──────── Reading passage

Excellent info. Dude knows his whisk(e)y.


----------



## Frodo

ShawnBC said:


> I was wondering if JD's a good whisky or it is like the Budweiser of whiskies; mass produced, mass marketed but nothing fancy compared to smaller brewers?


OK I'll give my $0.02 but it sounds like there are 2 questions here...

1) In the cigar world, small boutique brands can be looked upon very highly. If you make good cigars, folks will notice. In the whisky world, it is tough for micros to tie up stocks for long-term aging so the aged stuff tends to come from bigger concerns. The reviews on the micros seem to be hit or miss, but they are almost always younger than that released from the larger producers. It seems to me that it is easier for the big boys to release a consistent character with age whereas the micros have to bottle what they have.

2) My op9inion of JD...

Old No 7: Has this paint varnish taste that completely puts me off. 
Gentleman Jack: Goes through the "Lincon County Process" twice (charcol mellowing), giving it a smoother character. There is a sibling similarity with the No 7 but is smoother with less roughness.
Single Barrel: Completely different than No 7 - if I tasted it blind I would guess it's a bourbon not a JD whisky. Much more character and more oaky.



Starbuck said:


> Everyone has a different flavor profile and you need to figure out what whiskey tastes the best to you.

────────────────
──────── Record extracts

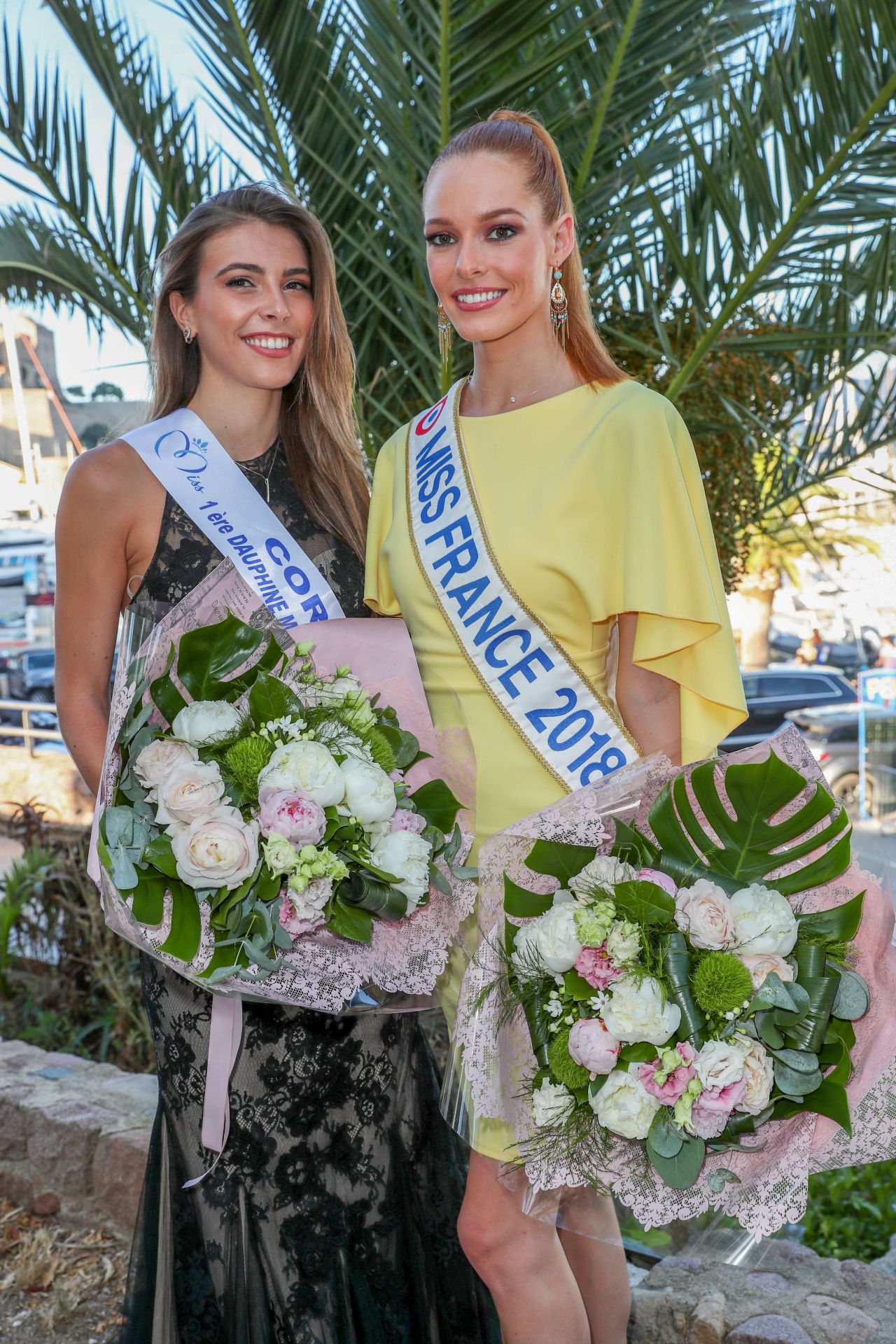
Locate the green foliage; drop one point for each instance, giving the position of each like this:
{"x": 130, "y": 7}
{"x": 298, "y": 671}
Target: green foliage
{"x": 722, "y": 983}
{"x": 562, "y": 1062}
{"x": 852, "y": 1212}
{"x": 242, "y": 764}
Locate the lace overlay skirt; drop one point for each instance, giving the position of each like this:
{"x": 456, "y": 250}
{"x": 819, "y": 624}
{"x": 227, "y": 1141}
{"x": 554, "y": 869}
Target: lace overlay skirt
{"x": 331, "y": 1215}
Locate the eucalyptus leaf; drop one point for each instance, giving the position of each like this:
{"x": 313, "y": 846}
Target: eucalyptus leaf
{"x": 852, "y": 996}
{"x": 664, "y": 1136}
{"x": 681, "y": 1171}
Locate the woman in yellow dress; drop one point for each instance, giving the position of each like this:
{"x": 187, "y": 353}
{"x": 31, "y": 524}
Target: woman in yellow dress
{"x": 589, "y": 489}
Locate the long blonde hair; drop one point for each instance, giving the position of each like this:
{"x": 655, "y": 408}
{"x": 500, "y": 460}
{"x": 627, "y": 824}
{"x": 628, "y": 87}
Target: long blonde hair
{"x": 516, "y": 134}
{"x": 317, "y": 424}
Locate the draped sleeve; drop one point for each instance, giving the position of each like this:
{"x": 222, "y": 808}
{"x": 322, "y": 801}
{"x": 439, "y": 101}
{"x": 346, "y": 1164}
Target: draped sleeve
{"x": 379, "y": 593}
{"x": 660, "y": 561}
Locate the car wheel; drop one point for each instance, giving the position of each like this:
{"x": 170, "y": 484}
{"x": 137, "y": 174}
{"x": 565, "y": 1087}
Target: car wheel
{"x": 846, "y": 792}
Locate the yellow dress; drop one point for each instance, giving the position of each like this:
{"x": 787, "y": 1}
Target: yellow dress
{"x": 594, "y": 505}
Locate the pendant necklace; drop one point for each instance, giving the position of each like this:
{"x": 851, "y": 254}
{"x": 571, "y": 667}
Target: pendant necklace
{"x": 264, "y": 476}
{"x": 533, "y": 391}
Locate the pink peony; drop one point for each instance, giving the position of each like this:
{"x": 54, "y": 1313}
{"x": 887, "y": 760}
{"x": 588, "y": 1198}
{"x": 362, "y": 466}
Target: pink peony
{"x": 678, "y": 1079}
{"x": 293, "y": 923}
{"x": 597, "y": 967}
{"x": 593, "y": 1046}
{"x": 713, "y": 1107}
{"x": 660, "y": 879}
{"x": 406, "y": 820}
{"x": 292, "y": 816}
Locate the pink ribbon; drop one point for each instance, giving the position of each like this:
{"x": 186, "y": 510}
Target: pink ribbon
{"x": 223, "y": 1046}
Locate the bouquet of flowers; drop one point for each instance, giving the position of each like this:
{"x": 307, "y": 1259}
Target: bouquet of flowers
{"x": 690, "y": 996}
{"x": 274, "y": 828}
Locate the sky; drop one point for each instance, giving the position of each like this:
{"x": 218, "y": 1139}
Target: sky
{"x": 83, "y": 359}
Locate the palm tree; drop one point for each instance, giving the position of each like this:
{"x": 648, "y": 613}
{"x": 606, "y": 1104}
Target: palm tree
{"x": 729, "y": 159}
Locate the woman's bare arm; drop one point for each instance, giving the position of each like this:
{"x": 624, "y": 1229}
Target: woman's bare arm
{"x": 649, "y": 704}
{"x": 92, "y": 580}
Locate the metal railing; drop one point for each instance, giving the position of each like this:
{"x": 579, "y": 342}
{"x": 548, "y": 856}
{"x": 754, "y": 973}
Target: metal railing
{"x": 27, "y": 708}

────────────────
──────── Record extracts

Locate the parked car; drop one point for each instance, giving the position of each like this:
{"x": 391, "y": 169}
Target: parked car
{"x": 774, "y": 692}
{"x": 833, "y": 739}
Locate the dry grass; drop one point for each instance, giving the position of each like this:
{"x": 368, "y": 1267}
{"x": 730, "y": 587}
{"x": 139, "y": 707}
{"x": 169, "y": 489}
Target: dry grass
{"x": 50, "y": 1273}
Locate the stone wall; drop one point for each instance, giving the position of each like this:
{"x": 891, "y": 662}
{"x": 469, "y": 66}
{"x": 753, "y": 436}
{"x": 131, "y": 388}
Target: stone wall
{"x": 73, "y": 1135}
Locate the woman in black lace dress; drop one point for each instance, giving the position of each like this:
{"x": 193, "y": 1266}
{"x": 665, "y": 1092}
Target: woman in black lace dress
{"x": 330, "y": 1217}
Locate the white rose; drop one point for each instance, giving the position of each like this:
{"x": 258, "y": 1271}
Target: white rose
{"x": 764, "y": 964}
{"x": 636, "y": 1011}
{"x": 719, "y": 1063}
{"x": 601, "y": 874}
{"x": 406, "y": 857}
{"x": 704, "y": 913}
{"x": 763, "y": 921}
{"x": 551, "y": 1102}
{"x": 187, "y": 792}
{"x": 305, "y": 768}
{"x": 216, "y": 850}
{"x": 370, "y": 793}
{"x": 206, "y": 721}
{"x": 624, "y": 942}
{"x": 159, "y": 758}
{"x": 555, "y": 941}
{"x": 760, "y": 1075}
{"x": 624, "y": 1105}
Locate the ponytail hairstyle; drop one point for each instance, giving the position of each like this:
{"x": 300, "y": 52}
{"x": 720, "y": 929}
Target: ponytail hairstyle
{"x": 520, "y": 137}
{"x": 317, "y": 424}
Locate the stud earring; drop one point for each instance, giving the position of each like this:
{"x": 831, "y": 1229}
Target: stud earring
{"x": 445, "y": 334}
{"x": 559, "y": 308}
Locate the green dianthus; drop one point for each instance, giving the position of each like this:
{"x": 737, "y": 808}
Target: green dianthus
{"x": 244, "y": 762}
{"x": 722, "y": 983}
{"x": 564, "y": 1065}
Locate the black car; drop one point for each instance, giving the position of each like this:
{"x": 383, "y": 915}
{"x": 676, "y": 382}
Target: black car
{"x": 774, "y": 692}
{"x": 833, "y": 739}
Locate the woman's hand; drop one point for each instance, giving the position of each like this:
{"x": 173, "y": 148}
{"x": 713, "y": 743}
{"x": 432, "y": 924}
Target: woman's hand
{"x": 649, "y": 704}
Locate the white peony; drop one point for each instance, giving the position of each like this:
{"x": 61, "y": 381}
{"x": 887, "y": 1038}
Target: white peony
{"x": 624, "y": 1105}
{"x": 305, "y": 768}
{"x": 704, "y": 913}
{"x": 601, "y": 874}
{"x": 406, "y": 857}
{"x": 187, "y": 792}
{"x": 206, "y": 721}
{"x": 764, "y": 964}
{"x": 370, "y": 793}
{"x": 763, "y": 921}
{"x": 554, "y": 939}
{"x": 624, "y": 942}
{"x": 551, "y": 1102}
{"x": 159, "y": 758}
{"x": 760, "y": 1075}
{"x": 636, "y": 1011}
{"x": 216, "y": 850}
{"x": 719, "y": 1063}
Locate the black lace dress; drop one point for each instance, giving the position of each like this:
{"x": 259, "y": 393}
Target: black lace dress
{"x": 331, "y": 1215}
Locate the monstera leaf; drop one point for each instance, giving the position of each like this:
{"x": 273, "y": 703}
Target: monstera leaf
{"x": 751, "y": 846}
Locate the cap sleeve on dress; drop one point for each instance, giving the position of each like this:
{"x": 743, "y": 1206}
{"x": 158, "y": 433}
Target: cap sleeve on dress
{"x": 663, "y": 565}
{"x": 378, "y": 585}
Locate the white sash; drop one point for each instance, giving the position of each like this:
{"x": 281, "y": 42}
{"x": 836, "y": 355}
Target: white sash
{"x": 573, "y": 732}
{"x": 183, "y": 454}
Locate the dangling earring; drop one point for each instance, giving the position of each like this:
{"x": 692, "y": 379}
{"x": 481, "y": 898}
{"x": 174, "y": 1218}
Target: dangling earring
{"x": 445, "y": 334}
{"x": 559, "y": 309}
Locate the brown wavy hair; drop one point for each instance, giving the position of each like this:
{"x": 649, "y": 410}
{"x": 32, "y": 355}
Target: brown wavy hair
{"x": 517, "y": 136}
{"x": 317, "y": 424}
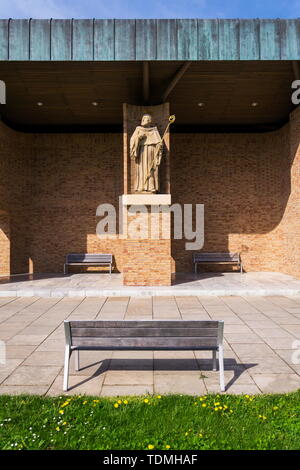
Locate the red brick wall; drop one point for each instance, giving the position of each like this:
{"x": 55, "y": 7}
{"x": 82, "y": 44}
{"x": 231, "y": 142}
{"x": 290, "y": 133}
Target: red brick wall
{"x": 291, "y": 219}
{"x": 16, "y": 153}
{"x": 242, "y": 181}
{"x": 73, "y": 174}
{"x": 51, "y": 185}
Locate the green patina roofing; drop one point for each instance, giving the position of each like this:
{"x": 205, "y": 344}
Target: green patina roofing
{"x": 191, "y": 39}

────────────────

# Task instructions
(A) Reproduce the stretch of the whisky forum thread from "2) My op9inion" through "best to you.".
(B) In the whisky forum thread, which JD whisky does Frodo say he would guess is a bourbon if he tasted it blind?
(C) Pick up the whisky forum thread where it stops and continue it.

# Task-by-task results
(A)
2) My op9inion of JD...

Old No 7: Has this paint varnish taste that completely puts me off. 
Gentleman Jack: Goes through the "Lincon County Process" twice (charcol mellowing), giving it a smoother character. There is a sibling similarity with the No 7 but is smoother with less roughness.
Single Barrel: Completely different than No 7 - if I tasted it blind I would guess it's a bourbon not a JD whisky. Much more character and more oaky.



Starbuck said:


> Everyone has a different flavor profile and you need to figure out what whiskey tastes the best to you.

(B) Single Barrel.

(C)
Strickland said:


> Whiskey = cigars. Drink what you like; smoke what you like.


Agree 100% with these sentiments. Only your palate can tell you what you like.


----------



## Rackir

Cigar Noob said:


> Jack isn't officially a bourbon. Their label says Tennessee Whiskey on it.


Okay, so I had always thought that JD was a bourbon, and by my palate it tastes like a bourbon, so I did a little looking this morning (and this is done purely in the spirit of fun, because what better way to start a Wednesday than by researching how JD is made, and what constitutes different types of Whiskey's..,,have I mentioned that I'm a knowledge junkie?)

According to the ATF, this is the definition of Whiskey and Bourbon (I cant post links yet, but you can find this data at w's distill .com / specs/ USA10.html;


> (b) Class 2:
> Whisky: "Whisky" is an alcoholic distillate from a fermented mash of grain produced at less than 190 deg. proof, in such manner that the distillate possesses the taste, aroma, and characteristics generally attributed to whisky, stored in oak containers (except that corn whisky need not be so stored), and bottled at not less than 80 deg. proof, and also includes mixtures of such distillates for which no specific standards of identity are prescribed.
> 
> Note: While the common American spelling is "whiskey" (with an "e"), the B.A.T.F generally uses the spelling "whisky" (without an "e").
> 
> (1) (i) "Bourbon whisky", "rye whisky", "wheat whisky", "malt whisky", or "rye malt whisky" is whisky produced at not exceeding 160 deg. proof from a fermented mash of not less than 51 percent corn, rye, wheat, malted barley, or malted rye grain, respectively, and stored at not more than 125 deg. proof in charred new oak containers; and also includes mixtures of such whiskies of the same type.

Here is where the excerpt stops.